Every line must be returned precisely as it is written.

>> Begin

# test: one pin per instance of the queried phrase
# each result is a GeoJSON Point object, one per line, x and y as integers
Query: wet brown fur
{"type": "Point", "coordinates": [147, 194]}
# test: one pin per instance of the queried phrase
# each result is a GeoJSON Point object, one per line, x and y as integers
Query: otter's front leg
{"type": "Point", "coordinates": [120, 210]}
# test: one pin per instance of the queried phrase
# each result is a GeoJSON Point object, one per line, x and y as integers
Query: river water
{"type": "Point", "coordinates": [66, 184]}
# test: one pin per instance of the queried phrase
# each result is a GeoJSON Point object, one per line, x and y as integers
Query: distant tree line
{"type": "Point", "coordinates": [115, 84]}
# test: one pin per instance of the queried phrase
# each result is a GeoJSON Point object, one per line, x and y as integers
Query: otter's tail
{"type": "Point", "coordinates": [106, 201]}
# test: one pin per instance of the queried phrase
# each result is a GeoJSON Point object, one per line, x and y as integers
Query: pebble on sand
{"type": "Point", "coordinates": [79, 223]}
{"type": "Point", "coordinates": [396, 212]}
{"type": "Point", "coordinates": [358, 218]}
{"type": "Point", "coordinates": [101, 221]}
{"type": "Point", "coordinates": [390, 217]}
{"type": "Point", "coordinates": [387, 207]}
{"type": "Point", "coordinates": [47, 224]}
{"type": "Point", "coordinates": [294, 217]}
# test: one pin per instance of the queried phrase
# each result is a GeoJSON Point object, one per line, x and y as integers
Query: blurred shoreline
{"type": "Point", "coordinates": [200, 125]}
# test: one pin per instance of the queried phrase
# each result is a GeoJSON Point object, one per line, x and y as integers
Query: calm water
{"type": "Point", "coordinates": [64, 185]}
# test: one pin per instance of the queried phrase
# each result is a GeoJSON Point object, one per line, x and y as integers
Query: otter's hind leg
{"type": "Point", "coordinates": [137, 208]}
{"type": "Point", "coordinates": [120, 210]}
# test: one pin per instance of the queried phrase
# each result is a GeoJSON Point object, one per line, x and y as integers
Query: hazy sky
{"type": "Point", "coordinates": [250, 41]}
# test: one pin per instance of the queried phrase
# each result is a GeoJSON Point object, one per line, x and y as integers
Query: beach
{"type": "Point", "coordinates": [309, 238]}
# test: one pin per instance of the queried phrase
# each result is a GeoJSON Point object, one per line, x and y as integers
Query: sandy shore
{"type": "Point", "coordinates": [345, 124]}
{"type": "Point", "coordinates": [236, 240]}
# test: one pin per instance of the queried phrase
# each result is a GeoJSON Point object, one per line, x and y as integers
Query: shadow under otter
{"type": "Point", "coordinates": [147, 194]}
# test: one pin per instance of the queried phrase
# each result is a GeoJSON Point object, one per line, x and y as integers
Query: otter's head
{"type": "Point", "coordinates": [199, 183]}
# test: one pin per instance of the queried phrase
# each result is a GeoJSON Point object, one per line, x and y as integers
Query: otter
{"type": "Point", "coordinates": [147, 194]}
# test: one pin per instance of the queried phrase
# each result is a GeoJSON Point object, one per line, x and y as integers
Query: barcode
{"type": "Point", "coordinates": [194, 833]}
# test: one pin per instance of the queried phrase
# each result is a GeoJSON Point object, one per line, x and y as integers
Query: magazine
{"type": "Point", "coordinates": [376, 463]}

>> End

Output below:
# test: one pin per instance of the queried phrase
# each result is a GeoJSON Point object, one per line, x and y as integers
Query: wet brown fur
{"type": "Point", "coordinates": [147, 194]}
# test: one pin per instance of the queried phrase
# each result is a GeoJSON Point object, one per line, x and y as integers
Query: otter's front leg
{"type": "Point", "coordinates": [120, 210]}
# test: one pin per instance of the queried phrase
# each result is a GeoJSON Point object, one per line, x and y as integers
Query: river water
{"type": "Point", "coordinates": [66, 184]}
# test: one pin per instance of the queried phrase
# each result is a GeoJSON Point object, one per line, x and y as integers
Query: distant tree line
{"type": "Point", "coordinates": [115, 84]}
# test: one pin per instance of the queried phrase
# each result is a GeoJSON Point object, one per line, x and y as integers
Query: otter's tail
{"type": "Point", "coordinates": [106, 201]}
# test: one pin per instance of the queried phrase
# each result is a GeoJSON Point object, one per line, x and y as integers
Query: pebble on sand
{"type": "Point", "coordinates": [79, 223]}
{"type": "Point", "coordinates": [396, 212]}
{"type": "Point", "coordinates": [358, 218]}
{"type": "Point", "coordinates": [101, 221]}
{"type": "Point", "coordinates": [390, 217]}
{"type": "Point", "coordinates": [387, 207]}
{"type": "Point", "coordinates": [47, 224]}
{"type": "Point", "coordinates": [294, 217]}
# test: one pin per instance of the queried phrase
# each result is a GeoJSON Point object, one per line, x and y as integers
Query: blurred shoreline
{"type": "Point", "coordinates": [200, 125]}
# test: one pin per instance of the queried phrase
# each result is a GeoJSON Point object, one per line, x and y as integers
Query: calm water
{"type": "Point", "coordinates": [64, 185]}
# test: one pin per instance of the queried phrase
# each result is a GeoJSON Point object, one per line, x and y as integers
Query: otter's hind leg
{"type": "Point", "coordinates": [137, 208]}
{"type": "Point", "coordinates": [120, 210]}
# test: one pin per instance of the queried phrase
# each result is a GeoJSON Point object, one per line, x and y as integers
Query: hazy sky
{"type": "Point", "coordinates": [250, 41]}
# test: one pin per instance of the queried phrase
# each result is a GeoJSON Point object, one per line, x and y as integers
Query: beach
{"type": "Point", "coordinates": [309, 238]}
# test: one pin per instance of the queried phrase
# each result is a GeoJSON Point object, one per line, x and y as integers
Query: sandy shore
{"type": "Point", "coordinates": [345, 124]}
{"type": "Point", "coordinates": [236, 240]}
# test: one pin per instance of the queried phrase
# each result is a GeoJSON Point object, one per line, x and y as integers
Query: shadow under otter
{"type": "Point", "coordinates": [147, 194]}
# test: one pin per instance of the queried phrase
# each result is a GeoJSON Point object, one per line, x and y as integers
Query: otter's head
{"type": "Point", "coordinates": [199, 183]}
# test: one pin per instance of the queried phrase
# each result is a GeoJSON Point object, one per line, x and y as integers
Query: otter
{"type": "Point", "coordinates": [147, 194]}
# test: one pin per instance of the queried phrase
# each result is a GeoJSON Point object, one per line, x and y as integers
Query: barcode
{"type": "Point", "coordinates": [194, 833]}
# test: one pin per instance of the queried phrase
# each result is a GeoJSON Point object, one per line, x and y as integers
Query: magazine
{"type": "Point", "coordinates": [376, 463]}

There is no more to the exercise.